- [MATERIAL FOR THIS TASK]:
========================================

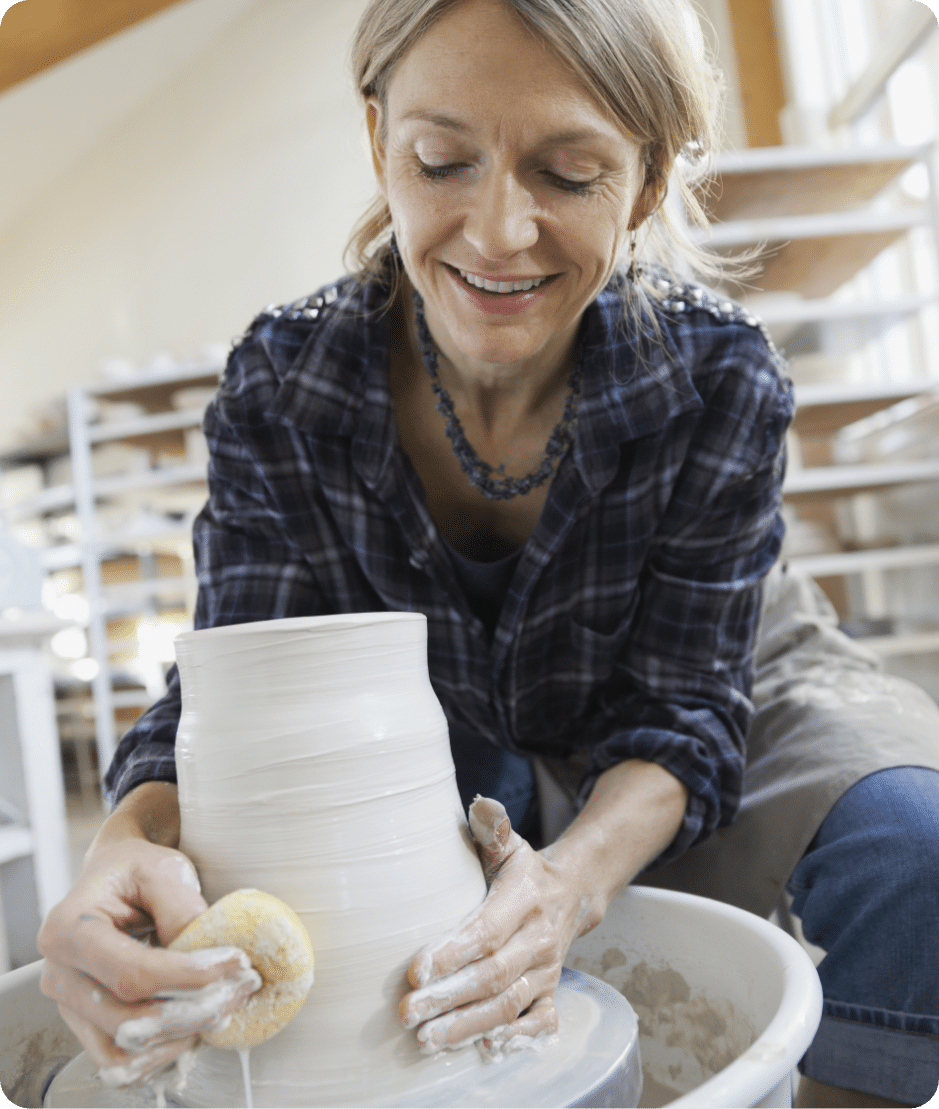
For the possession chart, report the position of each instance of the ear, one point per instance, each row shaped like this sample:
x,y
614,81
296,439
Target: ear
x,y
375,122
649,201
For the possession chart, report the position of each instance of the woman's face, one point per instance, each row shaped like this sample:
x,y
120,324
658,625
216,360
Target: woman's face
x,y
499,166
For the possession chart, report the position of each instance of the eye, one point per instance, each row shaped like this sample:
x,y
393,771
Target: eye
x,y
438,172
579,187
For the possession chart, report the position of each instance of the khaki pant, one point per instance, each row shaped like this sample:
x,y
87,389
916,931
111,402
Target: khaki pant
x,y
826,716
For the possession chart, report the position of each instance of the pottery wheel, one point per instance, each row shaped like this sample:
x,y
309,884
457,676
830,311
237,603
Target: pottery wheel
x,y
593,1061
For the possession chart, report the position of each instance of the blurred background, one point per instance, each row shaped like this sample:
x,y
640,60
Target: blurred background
x,y
171,168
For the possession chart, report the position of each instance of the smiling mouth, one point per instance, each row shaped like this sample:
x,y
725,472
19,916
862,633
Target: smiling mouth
x,y
500,287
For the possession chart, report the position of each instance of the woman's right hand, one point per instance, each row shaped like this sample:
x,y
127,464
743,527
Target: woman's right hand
x,y
101,975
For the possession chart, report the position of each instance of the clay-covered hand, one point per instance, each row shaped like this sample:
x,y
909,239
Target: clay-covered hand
x,y
499,972
102,977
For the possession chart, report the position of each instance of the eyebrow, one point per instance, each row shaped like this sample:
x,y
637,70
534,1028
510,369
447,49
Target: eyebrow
x,y
557,139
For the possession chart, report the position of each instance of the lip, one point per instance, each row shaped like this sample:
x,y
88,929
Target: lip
x,y
500,304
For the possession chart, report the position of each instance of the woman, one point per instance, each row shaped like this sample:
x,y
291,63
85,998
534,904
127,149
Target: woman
x,y
592,603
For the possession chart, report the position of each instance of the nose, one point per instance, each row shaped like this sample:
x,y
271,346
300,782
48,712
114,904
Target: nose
x,y
501,217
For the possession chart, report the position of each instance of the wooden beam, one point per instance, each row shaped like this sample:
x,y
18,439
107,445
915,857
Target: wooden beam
x,y
38,33
761,72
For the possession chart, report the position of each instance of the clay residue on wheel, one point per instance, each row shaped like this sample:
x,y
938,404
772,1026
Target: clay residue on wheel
x,y
684,1026
685,1036
41,1055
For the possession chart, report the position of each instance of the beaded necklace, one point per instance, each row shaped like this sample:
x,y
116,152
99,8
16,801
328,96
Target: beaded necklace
x,y
480,474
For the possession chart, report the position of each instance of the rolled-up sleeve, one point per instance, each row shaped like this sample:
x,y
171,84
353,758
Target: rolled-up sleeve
x,y
680,695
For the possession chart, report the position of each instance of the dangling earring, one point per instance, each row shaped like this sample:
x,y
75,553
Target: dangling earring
x,y
634,270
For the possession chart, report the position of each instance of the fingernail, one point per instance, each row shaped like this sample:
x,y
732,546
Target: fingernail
x,y
207,957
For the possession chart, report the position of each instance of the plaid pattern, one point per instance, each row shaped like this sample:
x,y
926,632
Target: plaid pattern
x,y
629,627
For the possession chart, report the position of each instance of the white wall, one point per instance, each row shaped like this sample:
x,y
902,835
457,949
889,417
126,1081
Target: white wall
x,y
232,184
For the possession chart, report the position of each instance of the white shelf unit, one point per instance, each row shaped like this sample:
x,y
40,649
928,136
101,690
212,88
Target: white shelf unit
x,y
33,843
166,433
823,215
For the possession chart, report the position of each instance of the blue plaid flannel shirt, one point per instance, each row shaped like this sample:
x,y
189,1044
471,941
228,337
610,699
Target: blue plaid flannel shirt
x,y
629,628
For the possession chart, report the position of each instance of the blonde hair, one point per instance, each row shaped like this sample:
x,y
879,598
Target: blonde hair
x,y
644,61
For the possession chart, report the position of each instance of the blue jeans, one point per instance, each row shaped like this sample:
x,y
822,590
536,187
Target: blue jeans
x,y
867,891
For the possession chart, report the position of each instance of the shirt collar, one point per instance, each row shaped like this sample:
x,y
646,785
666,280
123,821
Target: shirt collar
x,y
635,380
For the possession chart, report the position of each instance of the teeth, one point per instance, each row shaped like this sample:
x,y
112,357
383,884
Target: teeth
x,y
501,286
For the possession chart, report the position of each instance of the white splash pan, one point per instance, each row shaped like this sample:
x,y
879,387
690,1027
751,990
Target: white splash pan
x,y
727,1003
700,962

========================================

- [PROBLEM STATEMENT]:
Print the records word for word and exclude any picture they hold.

- [RESULT OF THE EXERCISE]:
For the possession chart, report the position of each instance of the ear, one point per instance, each row shaped like this sample:
x,y
614,81
296,439
Target: ear
x,y
375,122
649,201
For the possession chart, report the position of each instance of the woman's face, one point per instance, each row shaped like this sample:
x,y
120,324
658,625
216,360
Target: woman's face
x,y
499,166
For the possession chart, report the position of each instance of the eye, one point per instance, each row shaped like this sample:
x,y
393,771
Target: eye
x,y
438,172
579,187
For the possession chart, report the position of each instance of the khaki pant, one point per instance, each row shaped like this sample:
x,y
87,389
916,931
111,402
Target: khaki pant
x,y
826,716
For the possession chart, report the position of each instance of the pottery wheel, one point per instance, each row shaped like this sample:
x,y
309,884
457,676
830,311
237,603
Target: pottery wheel
x,y
593,1061
For the possession chart, report the position of each instance of the blurred background, one point per instance, each row shaped like this sample:
x,y
640,60
Target: blurred background
x,y
171,168
For the possession chart, report the position of each instance of the smiling mouth, one point per instance, each row shaped like this sample:
x,y
725,472
19,916
862,633
Target: smiling mouth
x,y
500,287
For the possession chart, report the position of each instance of the woman's right hand, one point per instance, each row shaped like this sample:
x,y
127,464
743,527
Target: woman's right hand
x,y
101,975
For the possession chart, report the position of each instance of the clay-covered hand, one point per instance, each row shaped like this sample:
x,y
909,239
Target: clay-covered hand
x,y
499,972
102,977
For the possession chart, report the position of each instance of the eyebrow, one point per instance, each row shaped like this sample:
x,y
637,70
534,1028
510,369
447,49
Target: eyebrow
x,y
557,139
For the possession chart, report the position of each instance of the lip, one point per instance, each row shaped like this sample:
x,y
88,929
Target: lip
x,y
500,304
For the possession chart, report the position of each instance of the woman, one point per instance, each row shaped like this sample:
x,y
291,63
85,998
534,904
127,149
Target: woman
x,y
592,603
For the possession chart, report the position of each instance of the nose, one point per instance, each row shaped like this sample:
x,y
271,346
300,782
48,712
114,904
Target: nose
x,y
501,217
For the possession chart, report the position of each instance of the wooden beam, one point per instance, each row shaped like this sample:
x,y
18,439
107,445
915,857
Target: wooden beam
x,y
38,33
761,72
For the possession chart, report the position of each instance of the clay residue on wheel, one point per instance, each row shaped like this sample:
x,y
938,404
772,1026
Target: clay residue on wheel
x,y
684,1026
685,1036
41,1055
For the possession chart, report the position of each instance of the beaded necklace, one point per instance, each row shaped like this sample:
x,y
116,152
99,8
16,801
328,96
Target: beaded necklace
x,y
480,474
For the possession chart, report the position of each instance of the rolled-up sleeve, one point per instance, each row shaped like this sample:
x,y
171,84
353,758
Target: rolled-up sleeve
x,y
680,695
For the possession chart, report the position of each instance of the dangling earring, one point per instance, each row shaped like this sample:
x,y
75,553
Target: dangling earring
x,y
634,270
For the possession chart, report the position of each instance of the fingernail, one point per instance, each row shaped like this sample:
x,y
732,546
Target: fingernail
x,y
207,957
For the possession chart, report the position of each instance of the plaid pattern, one point per instance, each row shaped like this sample:
x,y
926,632
Target: plaid pattern
x,y
629,627
For the possession chart, report the position of each instance of the white wall, one point per instance, each row shaped like this sample:
x,y
902,835
457,949
889,417
126,1081
Target: white wall
x,y
232,184
For the possession chart, report the position of each instance of the white shelf unit, one point per instance, each row shaped like this sample:
x,y
40,649
928,136
101,690
212,88
Target: white shelf unit
x,y
33,843
166,433
823,215
For the possession chart, report the position of each instance of the blue plaid flannel shirt, one point per instance, each row shaped like this sample:
x,y
189,1044
471,941
228,337
610,699
Target: blue plaid flannel shirt
x,y
629,628
For the possession chart, report the position of each instance of the blonde hair, one point per instance, each row shaped like this sample:
x,y
879,598
Target: blonde hair
x,y
644,61
For the possession chart, report the position of each instance of the blue jeans, one point per instance, each row shaped like this sample:
x,y
822,590
536,187
Target: blue jeans
x,y
867,891
For the possession chart, report the position of each instance of the shirt collar, one point per instance, each row shaped like this sample:
x,y
646,785
666,280
123,821
Target: shirt collar
x,y
635,380
For the possession chart, report the position of each instance of the teeth, one point per instance, each row shaped like this sample:
x,y
112,357
383,884
Target: teeth
x,y
501,286
For the possession chart, report the position of each instance of the white splash pan, one point per instance, each row shaped like this sample:
x,y
879,387
690,1027
751,990
Target: white splash pan
x,y
727,1003
700,962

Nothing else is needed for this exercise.